§ **What is being asked**
Below, begin at the line that has "of the geometric" and reproduce every line word for word through the final line of the items.

§ **Records for the task**
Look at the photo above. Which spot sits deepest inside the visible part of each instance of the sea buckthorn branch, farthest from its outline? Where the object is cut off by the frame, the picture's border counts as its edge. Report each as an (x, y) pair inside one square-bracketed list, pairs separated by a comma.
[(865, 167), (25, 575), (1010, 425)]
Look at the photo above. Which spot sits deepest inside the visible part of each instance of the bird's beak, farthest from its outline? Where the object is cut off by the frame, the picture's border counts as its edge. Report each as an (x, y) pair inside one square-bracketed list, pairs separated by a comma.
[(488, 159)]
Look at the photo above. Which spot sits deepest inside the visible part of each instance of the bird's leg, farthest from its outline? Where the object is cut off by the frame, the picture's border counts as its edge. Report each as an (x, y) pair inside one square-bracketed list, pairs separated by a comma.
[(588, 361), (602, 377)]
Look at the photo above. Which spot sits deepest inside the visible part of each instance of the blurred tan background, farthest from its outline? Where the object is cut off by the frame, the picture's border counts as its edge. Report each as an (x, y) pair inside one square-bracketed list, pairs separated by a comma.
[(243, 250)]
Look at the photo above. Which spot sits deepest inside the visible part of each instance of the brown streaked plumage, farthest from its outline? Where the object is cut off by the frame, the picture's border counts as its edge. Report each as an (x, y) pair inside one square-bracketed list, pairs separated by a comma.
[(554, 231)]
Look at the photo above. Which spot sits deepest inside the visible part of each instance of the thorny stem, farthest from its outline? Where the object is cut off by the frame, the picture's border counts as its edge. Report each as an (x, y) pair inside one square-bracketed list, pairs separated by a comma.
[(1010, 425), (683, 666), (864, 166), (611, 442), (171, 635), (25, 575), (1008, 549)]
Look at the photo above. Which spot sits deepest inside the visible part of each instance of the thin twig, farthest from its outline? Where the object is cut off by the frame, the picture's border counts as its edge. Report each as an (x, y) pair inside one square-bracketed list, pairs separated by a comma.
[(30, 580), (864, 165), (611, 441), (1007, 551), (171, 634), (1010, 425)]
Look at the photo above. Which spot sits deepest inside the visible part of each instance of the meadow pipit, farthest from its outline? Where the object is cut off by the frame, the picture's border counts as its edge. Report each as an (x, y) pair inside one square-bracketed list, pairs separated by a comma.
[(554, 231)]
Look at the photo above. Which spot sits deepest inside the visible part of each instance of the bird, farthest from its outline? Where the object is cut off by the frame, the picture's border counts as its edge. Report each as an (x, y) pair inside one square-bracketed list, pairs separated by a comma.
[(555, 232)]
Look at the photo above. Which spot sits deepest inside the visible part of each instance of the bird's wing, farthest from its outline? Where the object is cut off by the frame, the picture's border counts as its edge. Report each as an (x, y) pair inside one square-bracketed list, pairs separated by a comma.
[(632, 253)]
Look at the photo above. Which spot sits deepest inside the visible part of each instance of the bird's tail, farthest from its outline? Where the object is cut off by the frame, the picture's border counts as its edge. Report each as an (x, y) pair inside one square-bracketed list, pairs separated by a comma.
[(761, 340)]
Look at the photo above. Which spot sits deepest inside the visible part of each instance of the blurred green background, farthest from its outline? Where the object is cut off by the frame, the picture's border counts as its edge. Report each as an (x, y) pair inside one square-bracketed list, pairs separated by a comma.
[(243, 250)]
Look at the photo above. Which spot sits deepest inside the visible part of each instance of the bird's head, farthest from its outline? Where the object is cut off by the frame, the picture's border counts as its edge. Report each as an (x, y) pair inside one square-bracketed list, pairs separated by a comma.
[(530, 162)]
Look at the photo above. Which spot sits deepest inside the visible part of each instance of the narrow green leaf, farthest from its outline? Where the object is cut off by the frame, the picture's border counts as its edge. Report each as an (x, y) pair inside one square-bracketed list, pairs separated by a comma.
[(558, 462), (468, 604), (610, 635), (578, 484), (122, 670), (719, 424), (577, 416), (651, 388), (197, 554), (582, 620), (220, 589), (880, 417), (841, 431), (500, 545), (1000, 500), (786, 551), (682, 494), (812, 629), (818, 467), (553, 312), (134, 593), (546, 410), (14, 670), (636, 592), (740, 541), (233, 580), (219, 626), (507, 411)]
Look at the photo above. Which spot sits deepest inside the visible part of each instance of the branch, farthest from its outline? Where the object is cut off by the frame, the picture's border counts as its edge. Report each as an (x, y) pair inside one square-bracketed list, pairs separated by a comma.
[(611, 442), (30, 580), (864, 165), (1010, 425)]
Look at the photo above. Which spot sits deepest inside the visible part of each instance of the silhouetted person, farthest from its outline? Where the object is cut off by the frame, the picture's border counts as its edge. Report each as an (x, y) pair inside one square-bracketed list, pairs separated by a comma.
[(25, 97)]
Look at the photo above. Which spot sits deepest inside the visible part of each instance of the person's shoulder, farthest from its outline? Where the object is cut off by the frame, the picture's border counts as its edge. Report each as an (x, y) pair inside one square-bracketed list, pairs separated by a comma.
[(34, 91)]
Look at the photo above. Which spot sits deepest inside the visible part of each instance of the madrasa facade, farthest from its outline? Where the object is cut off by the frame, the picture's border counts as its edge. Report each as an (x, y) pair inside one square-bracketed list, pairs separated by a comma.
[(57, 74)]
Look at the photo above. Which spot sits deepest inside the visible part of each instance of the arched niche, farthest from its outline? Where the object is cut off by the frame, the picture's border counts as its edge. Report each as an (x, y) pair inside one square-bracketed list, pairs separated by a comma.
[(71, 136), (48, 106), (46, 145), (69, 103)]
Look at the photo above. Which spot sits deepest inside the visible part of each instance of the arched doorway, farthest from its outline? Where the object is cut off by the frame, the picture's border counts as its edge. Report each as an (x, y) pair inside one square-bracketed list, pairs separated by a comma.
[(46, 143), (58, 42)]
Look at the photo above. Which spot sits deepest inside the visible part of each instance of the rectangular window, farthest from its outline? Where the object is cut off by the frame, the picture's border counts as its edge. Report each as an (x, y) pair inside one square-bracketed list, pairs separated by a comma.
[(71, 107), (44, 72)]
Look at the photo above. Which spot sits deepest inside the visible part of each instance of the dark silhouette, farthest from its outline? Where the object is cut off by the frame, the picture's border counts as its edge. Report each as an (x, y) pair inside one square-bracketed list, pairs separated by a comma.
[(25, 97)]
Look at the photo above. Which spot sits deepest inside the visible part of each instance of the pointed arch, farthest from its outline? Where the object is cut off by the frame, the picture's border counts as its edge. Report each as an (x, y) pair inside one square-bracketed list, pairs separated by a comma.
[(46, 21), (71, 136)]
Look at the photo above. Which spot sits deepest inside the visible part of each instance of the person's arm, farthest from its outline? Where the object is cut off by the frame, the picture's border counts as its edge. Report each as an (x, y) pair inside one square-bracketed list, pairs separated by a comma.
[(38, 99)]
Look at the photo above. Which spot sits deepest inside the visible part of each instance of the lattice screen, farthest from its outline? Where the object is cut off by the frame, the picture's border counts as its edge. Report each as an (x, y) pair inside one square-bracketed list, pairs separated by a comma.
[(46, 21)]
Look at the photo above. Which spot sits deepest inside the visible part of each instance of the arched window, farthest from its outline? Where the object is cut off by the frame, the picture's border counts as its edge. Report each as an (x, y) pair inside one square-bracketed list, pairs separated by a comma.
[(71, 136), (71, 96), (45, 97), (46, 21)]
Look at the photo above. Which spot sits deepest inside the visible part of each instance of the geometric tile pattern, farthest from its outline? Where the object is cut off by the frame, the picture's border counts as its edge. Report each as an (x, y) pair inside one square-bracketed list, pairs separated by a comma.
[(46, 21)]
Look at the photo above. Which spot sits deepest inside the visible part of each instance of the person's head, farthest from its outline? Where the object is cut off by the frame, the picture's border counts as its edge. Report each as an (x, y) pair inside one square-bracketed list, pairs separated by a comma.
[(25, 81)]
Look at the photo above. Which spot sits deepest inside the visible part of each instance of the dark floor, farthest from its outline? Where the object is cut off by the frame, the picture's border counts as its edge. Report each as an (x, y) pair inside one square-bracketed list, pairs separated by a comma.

§ **Completed exercise**
Look at the photo above. Which spot sits deepest inside the visible part of each instance of the geometric tile pattern, farthest from its outline? Where the object is cut off by the frame, the picture's border counts as its edge. Report each as an (x, y) pair inside one square-bracketed list, pairs separated by a comma.
[(46, 21)]
Look at the photo above. Which spot sits deepest inside the visible part of each instance of the person's head, farthest from its outline? Where the object is cut off by the frame, the picture's border counts as its edge. Report each as an (x, y) pair inside one square-bracketed list, pairs separated by a comma.
[(25, 81)]
Look at the photo above. Which spot sits deepest inside the visible part of each instance of the dark floor, farthest from its outline? Where the object is cut off by the frame, the picture's border counts as its edge. Report each as an (x, y) pair inside one square-bracketed list, pairs separated by a comma.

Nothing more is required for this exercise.